→ Some records:
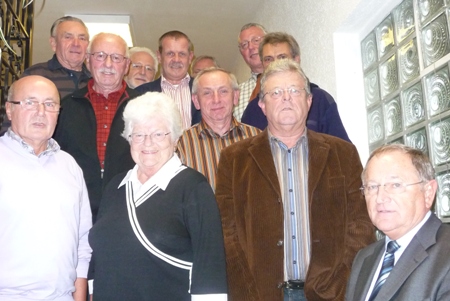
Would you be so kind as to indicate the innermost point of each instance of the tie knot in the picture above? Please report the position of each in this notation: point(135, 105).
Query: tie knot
point(392, 247)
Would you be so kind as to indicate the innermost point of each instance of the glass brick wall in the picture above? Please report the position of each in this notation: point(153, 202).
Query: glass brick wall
point(405, 61)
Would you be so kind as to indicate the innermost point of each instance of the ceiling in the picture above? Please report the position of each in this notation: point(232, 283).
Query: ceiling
point(211, 25)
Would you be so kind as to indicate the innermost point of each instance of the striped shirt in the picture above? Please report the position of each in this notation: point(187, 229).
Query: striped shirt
point(246, 88)
point(181, 94)
point(292, 170)
point(199, 147)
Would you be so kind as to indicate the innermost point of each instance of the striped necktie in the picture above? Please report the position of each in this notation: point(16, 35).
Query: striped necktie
point(386, 268)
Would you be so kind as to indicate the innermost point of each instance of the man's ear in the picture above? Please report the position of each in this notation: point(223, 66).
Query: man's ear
point(262, 105)
point(53, 43)
point(195, 101)
point(236, 94)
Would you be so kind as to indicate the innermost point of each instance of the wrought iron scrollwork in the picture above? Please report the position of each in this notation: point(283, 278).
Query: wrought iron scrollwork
point(16, 19)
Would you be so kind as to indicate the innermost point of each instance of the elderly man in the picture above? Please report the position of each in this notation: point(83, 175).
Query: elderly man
point(248, 42)
point(175, 53)
point(44, 207)
point(215, 92)
point(90, 124)
point(323, 115)
point(143, 67)
point(69, 39)
point(411, 262)
point(203, 62)
point(292, 215)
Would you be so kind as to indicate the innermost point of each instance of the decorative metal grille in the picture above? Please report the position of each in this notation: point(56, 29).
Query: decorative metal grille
point(405, 62)
point(16, 18)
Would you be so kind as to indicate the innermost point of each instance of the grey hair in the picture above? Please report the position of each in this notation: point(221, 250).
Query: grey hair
point(150, 105)
point(281, 66)
point(274, 38)
point(134, 50)
point(420, 161)
point(55, 25)
point(231, 78)
point(249, 25)
point(101, 34)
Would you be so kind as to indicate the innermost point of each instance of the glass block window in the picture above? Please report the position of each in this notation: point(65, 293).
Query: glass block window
point(405, 61)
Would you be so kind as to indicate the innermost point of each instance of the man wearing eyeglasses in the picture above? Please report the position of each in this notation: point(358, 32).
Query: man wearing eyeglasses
point(292, 214)
point(44, 207)
point(323, 115)
point(90, 122)
point(412, 261)
point(249, 38)
point(175, 53)
point(143, 67)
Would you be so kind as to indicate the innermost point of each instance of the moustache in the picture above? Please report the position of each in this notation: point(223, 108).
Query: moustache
point(176, 65)
point(107, 70)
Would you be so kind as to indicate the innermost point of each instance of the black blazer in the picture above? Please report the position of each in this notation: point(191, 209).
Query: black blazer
point(155, 86)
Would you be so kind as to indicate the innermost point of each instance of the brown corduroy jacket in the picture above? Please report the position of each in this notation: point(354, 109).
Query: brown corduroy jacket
point(249, 198)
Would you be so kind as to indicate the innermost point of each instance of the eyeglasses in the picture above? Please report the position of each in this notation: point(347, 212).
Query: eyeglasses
point(392, 188)
point(33, 105)
point(277, 93)
point(139, 66)
point(101, 57)
point(255, 41)
point(156, 137)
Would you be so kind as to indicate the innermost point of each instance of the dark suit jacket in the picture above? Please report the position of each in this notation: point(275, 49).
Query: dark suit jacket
point(249, 198)
point(421, 273)
point(155, 86)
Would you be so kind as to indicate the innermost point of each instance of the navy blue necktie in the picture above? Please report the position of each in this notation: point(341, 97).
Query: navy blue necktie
point(386, 268)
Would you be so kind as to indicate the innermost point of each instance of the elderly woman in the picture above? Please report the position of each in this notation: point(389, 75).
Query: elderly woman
point(158, 234)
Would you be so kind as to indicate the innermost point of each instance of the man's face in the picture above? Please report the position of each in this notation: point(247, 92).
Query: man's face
point(275, 52)
point(70, 44)
point(108, 75)
point(396, 214)
point(175, 58)
point(142, 69)
point(200, 65)
point(252, 37)
point(288, 110)
point(215, 97)
point(35, 127)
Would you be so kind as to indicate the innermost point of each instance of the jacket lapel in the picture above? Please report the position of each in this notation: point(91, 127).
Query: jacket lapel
point(367, 271)
point(261, 153)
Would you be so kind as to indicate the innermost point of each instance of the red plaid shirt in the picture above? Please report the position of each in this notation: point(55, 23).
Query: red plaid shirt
point(105, 110)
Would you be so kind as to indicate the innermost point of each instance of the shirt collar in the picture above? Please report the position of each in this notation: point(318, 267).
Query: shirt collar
point(52, 145)
point(184, 81)
point(113, 96)
point(205, 130)
point(161, 178)
point(274, 140)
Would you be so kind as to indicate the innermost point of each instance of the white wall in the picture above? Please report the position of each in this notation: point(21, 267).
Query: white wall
point(329, 34)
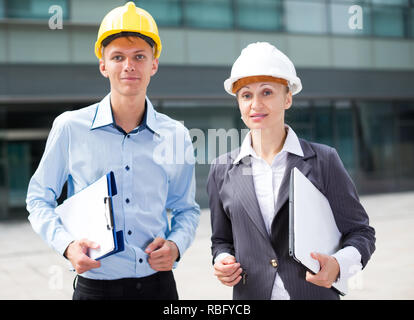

→ DIRECTIONS FOR THIS TASK: Reproduce all the items with "innermost point" replaced by "central point" and every other word left as it stands. Leave out the pictures.

→ FULL OUTPUT:
Would you be so kind as to indicate the central point of each instance of the tie knot in the picture above? Please report the position of each in this notation: point(135, 105).
Query: tie knot
point(392, 247)
Would you be so kind as to indicate the central point of each instance of the glass brick wall in the picture above? Please report the position of each in this notation: point(153, 202).
Query: glass brick wall
point(405, 61)
Would you be so kind as to indicate the central point of each instance of the ceiling in the picture above? Please report the position of each in this notation: point(232, 283).
Query: ceiling
point(211, 25)
Would you be so kind as to indicate the central point of each instance of the striped shirt in the picture above? Please report the position of each in this notation: point(187, 229).
Query: striped shirt
point(246, 88)
point(181, 94)
point(292, 170)
point(199, 147)
Would you be so kind as to indicate the central point of each instance of the striped necktie in the picture above? Please report the position of each in this notation: point(16, 35).
Query: striped necktie
point(386, 268)
Would you be so kind as to indicate the central point of each instance of the man's ear in the picture above? Please report the position of each in this notation: point(223, 66).
Query: man's ear
point(262, 105)
point(53, 43)
point(195, 101)
point(236, 94)
Would you be so kind as to indicate the central point of each instance of the wrought iron scrollwork in the picture above? Please report the position of each in this notation: point(283, 278).
Query: wrought iron scrollwork
point(16, 19)
Would you be so kind as to indicate the central point of each instance of the elderly man in the picture above? Please report the position of each in this notation: point(83, 175).
Query: elderly man
point(248, 42)
point(175, 53)
point(44, 207)
point(215, 92)
point(90, 124)
point(323, 115)
point(143, 67)
point(69, 39)
point(411, 262)
point(203, 62)
point(292, 215)
Would you be so kind as to indicate the central point of each instance of the decorative metal grille in the picture above? Please report the position of each in this notation: point(56, 29).
Query: decorative metal grille
point(405, 62)
point(16, 18)
Would you be so kind as to indicate the central point of each instance of the grey hair in the picture above? Please report the position of each in this notation: point(221, 250).
Query: grey hair
point(150, 105)
point(281, 66)
point(274, 38)
point(134, 50)
point(420, 161)
point(55, 25)
point(231, 78)
point(249, 25)
point(101, 34)
Would you be so kind as to indicate the central point of each instance of the glass block window in the picture above? Please report the position of each in this notation: point(65, 293).
Query: glass block window
point(405, 61)
Would you be so kind as to indicate the central point of each instance of the man wearing eyeglasses in the picture above? Please report the position of each in this notation: point(358, 32).
Query: man wearing eyeglasses
point(292, 214)
point(44, 207)
point(323, 115)
point(90, 122)
point(412, 261)
point(249, 38)
point(175, 53)
point(143, 67)
Would you be so kind as to indicate the central point of each instance of the moustache in the picture above? Please report the position of each in this notation: point(223, 108).
Query: moustache
point(176, 65)
point(107, 70)
Would you be so kind as to indicate the central point of each instance of the black blazer in the picture above? Please report the position of each in this notation: point(191, 209).
Query: black blazer
point(155, 86)
Would you be so kind as to indicate the central point of each instance of the brown corduroy jacket in the picture above? Please report the position of each in this notation: point(354, 109).
Query: brown corduroy jacket
point(249, 198)
Would you be so kind as to indicate the central point of each instance of the eyeglasses in the picture above? Please report the position of each in this notation: point(347, 212).
Query: eyeglasses
point(392, 188)
point(33, 105)
point(277, 93)
point(139, 66)
point(101, 57)
point(255, 41)
point(156, 137)
Would you be so kind as to indicate the central point of each instance of the dark suit jacket in the picture above? Please report the position of each in this notation: point(275, 49).
Query: dark suit jacket
point(249, 198)
point(421, 273)
point(155, 86)
Would you be so kind as to indicate the central point of each instance of the navy blue necktie in the picture above? Please report the position of each in this notation: point(341, 97).
Query: navy blue necktie
point(386, 268)
Would you be so kind as to indicate the central point of each instance of the elderly woman in the picture above? Please report the position of each in this notation: point(389, 75).
Query: elderly woman
point(158, 234)
Would you be so kind as to indicate the central point of each instance of the man's face in the picture above? Please report the position of each in this notation: point(247, 92).
Query: man's face
point(275, 52)
point(70, 44)
point(108, 75)
point(396, 214)
point(175, 58)
point(142, 69)
point(200, 65)
point(252, 37)
point(288, 110)
point(215, 97)
point(35, 127)
Would you be so kind as to indicate the central point of each instance of the jacket lapel in the picture above? Please report the position of each in this notation: point(91, 127).
Query: jacket lapel
point(367, 271)
point(261, 153)
Would you be so kind as to indicate the central point of each instance of the red plaid shirt in the picture above? Please report the position of each in this notation: point(55, 23).
Query: red plaid shirt
point(105, 110)
Would you be so kind as to indicate the central point of each instance of the shirt collar in the picture above? Please report the position of each in this notation: point(318, 267).
Query: shirt collar
point(52, 145)
point(184, 81)
point(113, 96)
point(205, 130)
point(161, 178)
point(274, 140)
Would you be so kind as to indicate the central point of each instance of the white wall in the picture above? Please report the position of each in this notation: point(21, 267).
Query: white wall
point(329, 34)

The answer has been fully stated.